Sementara pada saat bersamaan, tidak ada tindakan preventif yang sistematis dan terukur dalam menghadapi wabah ini. Hal yang terjadi justru sebaliknya. Orang disuruh rajin beribadah untuk menghindari Corona, tapi orang yang berasal dari negara terjangkit Corona, justru dipersilahkan masuk Indonesia. Bahkan diundang dan diberi discount. Mengutip ungkapan Garaudy diatas, tindakan diatas itu seperti meyakini bahwa jalan menuju Tuhan itu terjadi dengan cara menghindari problem-problem historis (real). Karena Corona tidak cukup dihadapi dengan doa dan istighasah, tapi dia juga harus dilengkapi dengan tindakan pencegahan yang terukur, terencana dan sinergis.

Tugas yang Dikerjakan:
**1)** Cetak seluruh bagian kutipan tentang penanganan wabah Corona, mulai dari "Sementara pada saat" sampai ke "terencana dan sinergis.".
**2)** Lanjutkan tulisan tentang penanganan wabah Corona itu, dimulai sesudah kalimat terakhirnya.
Materi sesudah ini terpisah dan tidak berkaitan dengan kutipan di atas.

Bagian Data:
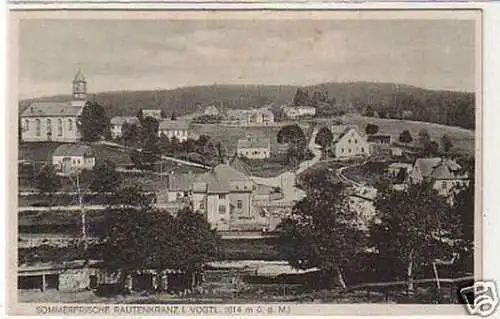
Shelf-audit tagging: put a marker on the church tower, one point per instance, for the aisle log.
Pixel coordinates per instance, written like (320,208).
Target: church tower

Hasil Tiap Tugas:
**1)**
Sementara pada saat bersamaan, tidak ada tindakan preventif yang sistematis dan terukur dalam menghadapi wabah ini. Hal yang terjadi justru sebaliknya. Orang disuruh rajin beribadah untuk menghindari Corona, tapi orang yang berasal dari negara terjangkit Corona, justru dipersilahkan masuk Indonesia. Bahkan diundang dan diberi discount. Mengutip ungkapan Garaudy diatas, tindakan diatas itu seperti meyakini bahwa jalan menuju Tuhan itu terjadi dengan cara menghindari problem-problem historis (real). Karena Corona tidak cukup dihadapi dengan doa dan istighasah, tapi dia juga harus dilengkapi dengan tindakan pencegahan yang terukur, terencana dan sinergis.

**2)**
Namun sebetulnya yang agak mengkhawatirkan adalah ketika term-term Agama itu dimunculkan untuk menyembunyikan dan membela kegagapan pemimpinnya dalam menghadapi kondisi kritis seperti sekarang. Karenanya jangan-jangan yang kita hadapi sekarang bukan hanya orang yang sudah menjadikan Agama sebagai Candu, tapi Idola mereka sebagai Candu.
Berat.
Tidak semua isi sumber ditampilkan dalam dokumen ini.